PAGE EXTRACT

Children's ability to successfully cope with emotional challenges can have long-term implications for their emotional and physical health. My research program focuses on understanding the temporal dynamics of how parents and young children navigate emotionally challenging situations, at both behavioral and physiological levels. Informed by transactional models of development, my research highlights individual factors (e.g., parental regulation, child negativity) that contribute to parents' responses to young children's negative emotions in real time, as well as how these parental responses promote or hinder children's developing ability to effectively manage negative emotions and stress. I am also interested in examining how sociocultural factors such as contextual stress shape the dynamics of parent-child interaction, and how these dynamics contribute to children's long-term adjustment. To address my research questions, I use observational coding, physiological assessments (e.g., RSA, EDA), and surveys, and I apply intensive longitudinal methods such as multilevel modeling to examine within- and between-person processes in parents and children.

Areas of Expertise

  • Dynamics of parent-child interactions
  • Sociocultural and affective determinants of parenting behavior
  • Parental socialization of children's emotion regulation and coping
  • Physiological stress reactivity and regulation in parents and children
  • Children's emotion regulation, social competence, and peer relationships

Selected Publications

Ravindran, N., McElwain, N. L., Berry, D., & Kramer, L. (forthcoming). Dynamic fluctuations in maternal cardiac vagal tone moderate moment-to-moment associations between children's negative behavior and maternal emotional support. Developmental Psychology.

DATA
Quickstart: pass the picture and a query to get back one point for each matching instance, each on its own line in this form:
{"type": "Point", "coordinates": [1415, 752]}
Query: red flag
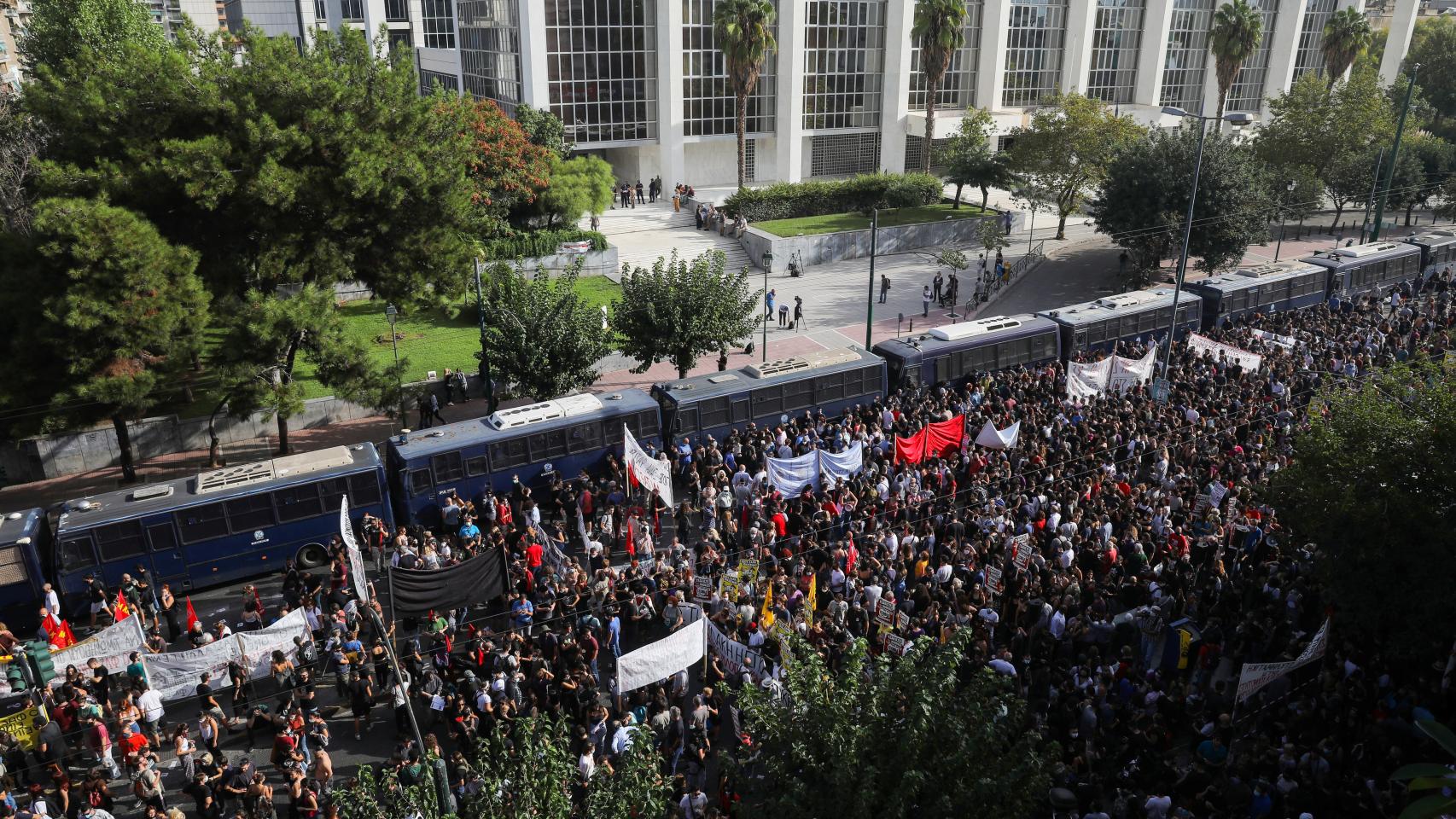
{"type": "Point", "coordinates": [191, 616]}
==
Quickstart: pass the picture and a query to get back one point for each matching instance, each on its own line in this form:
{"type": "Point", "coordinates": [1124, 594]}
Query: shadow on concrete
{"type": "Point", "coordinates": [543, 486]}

WORK TO BE COMPLETED
From the research profile on parent-child emotional dynamics, copy out the passage that begins with the words "Selected Publications" and ends after the words "support. Developmental Psychology.".

OUTPUT
Selected Publications

Ravindran, N., McElwain, N. L., Berry, D., & Kramer, L. (forthcoming). Dynamic fluctuations in maternal cardiac vagal tone moderate moment-to-moment associations between children's negative behavior and maternal emotional support. Developmental Psychology.